§ **Written request**: Quote the listing in full, exactly as given, minus any pictures.
** Start Entries supplied **
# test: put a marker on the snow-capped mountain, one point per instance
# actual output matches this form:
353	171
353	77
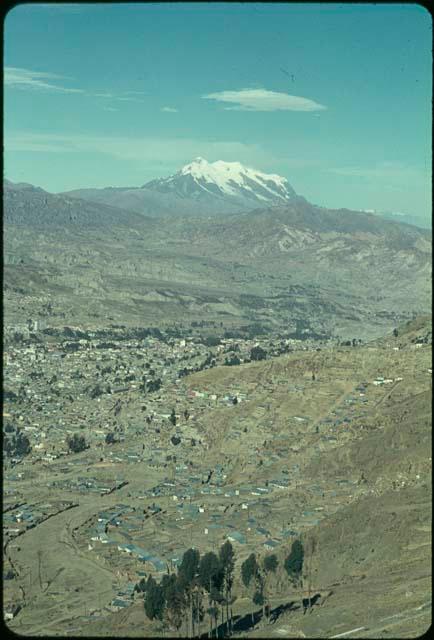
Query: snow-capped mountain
228	184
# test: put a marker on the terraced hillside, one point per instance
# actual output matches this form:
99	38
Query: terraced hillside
331	446
297	267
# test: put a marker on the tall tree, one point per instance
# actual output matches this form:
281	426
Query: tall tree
227	561
270	564
294	563
211	577
188	575
249	575
175	601
154	600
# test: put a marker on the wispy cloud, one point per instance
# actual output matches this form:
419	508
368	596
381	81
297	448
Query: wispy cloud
59	8
264	100
27	79
19	78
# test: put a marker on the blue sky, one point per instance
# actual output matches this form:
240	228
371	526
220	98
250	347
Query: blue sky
337	98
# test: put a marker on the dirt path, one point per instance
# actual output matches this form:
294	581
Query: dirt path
47	552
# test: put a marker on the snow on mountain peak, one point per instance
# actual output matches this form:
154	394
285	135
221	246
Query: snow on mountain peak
230	175
239	186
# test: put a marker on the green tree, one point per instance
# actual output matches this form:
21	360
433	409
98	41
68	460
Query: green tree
258	353
211	578
188	573
250	573
175	601
76	443
249	569
227	562
294	563
154	600
270	565
110	438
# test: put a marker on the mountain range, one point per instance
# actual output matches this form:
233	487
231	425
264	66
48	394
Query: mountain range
281	264
198	188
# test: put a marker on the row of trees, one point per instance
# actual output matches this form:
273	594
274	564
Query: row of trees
256	573
203	587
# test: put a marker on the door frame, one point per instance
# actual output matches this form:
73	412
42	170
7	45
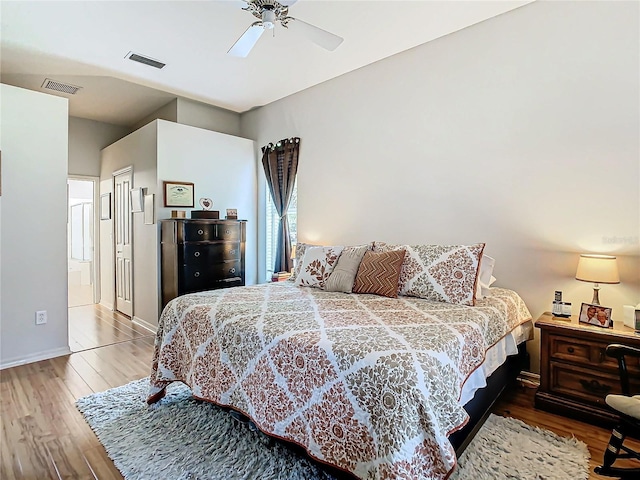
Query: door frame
95	261
114	174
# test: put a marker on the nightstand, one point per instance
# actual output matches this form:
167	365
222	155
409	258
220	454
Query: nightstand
575	373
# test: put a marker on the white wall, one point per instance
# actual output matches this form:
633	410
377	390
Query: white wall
196	114
86	139
138	150
222	167
34	235
208	117
167	112
521	132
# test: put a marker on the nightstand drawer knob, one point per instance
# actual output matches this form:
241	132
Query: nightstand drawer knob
595	387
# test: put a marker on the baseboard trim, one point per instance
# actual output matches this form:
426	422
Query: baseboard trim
36	357
144	324
530	378
107	305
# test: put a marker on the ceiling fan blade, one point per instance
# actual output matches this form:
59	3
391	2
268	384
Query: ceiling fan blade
245	43
317	35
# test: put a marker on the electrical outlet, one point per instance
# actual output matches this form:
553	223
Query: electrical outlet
41	317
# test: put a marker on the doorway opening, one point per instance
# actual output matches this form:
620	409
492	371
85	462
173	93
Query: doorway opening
81	222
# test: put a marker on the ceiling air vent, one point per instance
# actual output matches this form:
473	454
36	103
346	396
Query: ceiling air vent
146	60
60	87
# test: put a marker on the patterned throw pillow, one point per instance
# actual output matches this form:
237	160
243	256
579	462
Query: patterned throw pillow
379	272
316	266
301	248
443	273
344	273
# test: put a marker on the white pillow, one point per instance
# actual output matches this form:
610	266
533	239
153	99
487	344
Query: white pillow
485	277
316	265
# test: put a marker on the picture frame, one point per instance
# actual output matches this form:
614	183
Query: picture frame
178	194
149	210
105	206
137	201
597	315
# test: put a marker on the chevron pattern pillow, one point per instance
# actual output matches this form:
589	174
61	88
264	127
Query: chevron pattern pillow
379	272
442	273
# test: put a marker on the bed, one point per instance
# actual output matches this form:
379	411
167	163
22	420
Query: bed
370	385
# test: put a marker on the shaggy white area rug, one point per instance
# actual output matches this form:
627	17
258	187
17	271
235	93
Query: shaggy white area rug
181	438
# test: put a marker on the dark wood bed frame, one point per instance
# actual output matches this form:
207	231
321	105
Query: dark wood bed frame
481	404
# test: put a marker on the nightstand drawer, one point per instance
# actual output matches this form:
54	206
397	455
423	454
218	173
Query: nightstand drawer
570	349
587	353
582	384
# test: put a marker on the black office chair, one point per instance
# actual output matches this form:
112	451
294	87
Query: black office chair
628	407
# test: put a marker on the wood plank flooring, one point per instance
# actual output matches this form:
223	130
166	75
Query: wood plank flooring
92	326
45	437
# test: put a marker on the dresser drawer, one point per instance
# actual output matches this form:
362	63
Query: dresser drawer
205	254
205	274
228	231
199	232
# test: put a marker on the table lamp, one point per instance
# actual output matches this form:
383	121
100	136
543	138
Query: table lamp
** End Entries supplied **
§ **Answer for this exercise**:
# test: put a marker on the snow-capped mountain, one point per instance
# actual output matches this form:
353	171
353	77
Query: snow-capped mountain
228	184
# test: put a marker on the terraced hillside, one point per instance
# actual output matches this form:
99	38
Query: terraced hillside
331	446
297	267
# test: put a marker on the tall tree, one point per instance
# actual output matches this form:
281	426
Query: tall tree
227	561
270	564
294	563
211	577
188	575
249	575
175	601
154	600
# test: put a marker on the wispy cloud, one point per instance
# actual output matches this form:
419	508
368	596
381	81
297	448
Query: wispy cloud
59	8
264	100
27	79
19	78
# test: put a marker on the blue sky, one point per instance
# actual output matches this form:
240	228
371	526
220	98
250	347
Query: blue sky
337	98
# test: put a marker on the dirt path, one point per instance
# actual output matches this form:
294	581
Query: dirt path
47	552
# test: put a marker on the snow on mountain peak, one point per instance
# actual output matches this form:
154	394
285	135
221	246
Query: snow on mountain peak
230	175
239	186
# test: put a marker on the green tree, one point per instance
# actual output matches this form:
21	360
433	409
98	41
68	460
Query: green tree
258	353
211	578
188	573
250	573
175	601
76	443
249	569
227	562
294	563
154	600
270	565
110	438
# test: put a marker on the mountain range, one point per instance
# actual output matches this form:
233	487
231	425
264	66
48	394
Query: mountain range
281	264
198	188
# test: put a marker on the row of trees, one point per instance
# actual output matches this form:
273	594
274	564
Query: row of trees
256	573
203	587
# test: put a marker on the door frame, one point per instance
# actual output matches this form:
73	412
42	170
7	45
Query: door frame
95	261
114	174
# test: put a marker on the nightstand, one point per instance
# actual output matches this form:
167	365
222	155
409	258
220	454
Query: nightstand
575	373
# test: put a marker on the white wall, one point per instance
# actual output matches this form:
633	410
377	390
Query: white wall
196	114
86	139
138	150
222	167
34	235
208	117
167	112
521	132
# test: put a marker on the nightstand drawer knob, one point per instance
# actual output matches this form:
241	132
Query: nightstand drawer knob
595	387
# test: put a marker on the baseboard trim, one point per instance
# actual output matches this form:
426	422
Query: baseboard trim
36	357
144	324
530	378
107	305
# test: put a marker on the ceiling fan blade, one point per instance
# actual output matches this form:
59	3
391	2
268	384
Query: ceiling fan blade
245	43
317	35
# test: put a marker on the electrical outlet, one point per instance
# actual output matches this form:
553	223
Query: electrical outlet
41	317
# test: put a marker on the doorway opening, one point per instance
# actual output matches this form:
620	409
492	371
85	462
173	93
Query: doorway opening
81	222
# test: put a marker on the ceiling air vent, one point per instance
# actual output matches this form:
473	454
36	103
346	396
Query: ceiling air vent
146	60
60	87
# test: put a marker on the patterned throw pillow, one point per instance
# actual output matches this form:
237	160
243	256
579	462
Query: patterned throw pillow
379	272
316	266
301	248
443	273
344	273
# test: put a marker on the white pillow, one point per instance
# actual output matches this form:
610	266
533	239
153	99
487	344
Query: white pillow
485	277
316	265
# test: put a marker on the picture frame, one point per instance
# actual output matches this form:
614	183
Query: picture frame
178	194
149	210
105	206
137	201
597	315
# test: put a marker on the chevron pattern pillow, one point per instance
# actual output matches this form:
589	174
61	88
264	127
Query: chevron pattern pillow
379	272
442	273
# test: put a marker on the bed, one point per instance
# actual output matches this form:
379	411
167	163
22	420
Query: bed
370	385
# test: put a marker on the shaggy white area rug, one point per instance
# actual output matches this form:
627	17
258	187
17	271
235	93
Query: shaggy white area rug
181	438
# test: put a marker on the dark wood bed frame, one point per instance
# actual output matches this form:
207	231
321	105
Query: dark wood bed frame
481	404
# test: put a marker on the nightstand drawer, one point per instance
# actual output matches this form:
54	206
397	455
423	454
218	173
Query: nightstand drawer
570	349
587	353
582	384
# test: put a marker on the black office chair, one point per instance
# actual output matches this form:
112	451
294	87
Query: black office chair
628	407
# test: put a marker on the wood plank flooring, one point per instance
# actual output matches this form:
223	130
166	75
Query: wood plank flooring
92	326
45	437
# test: put a marker on the dresser drawer, one point per instance
# actual output matches this form:
362	63
Query: dresser drawer
205	254
205	274
228	231
199	232
# test: put a marker on the table lamp, one point per instance
# actual output matches this form:
383	121
100	136
543	138
Query: table lamp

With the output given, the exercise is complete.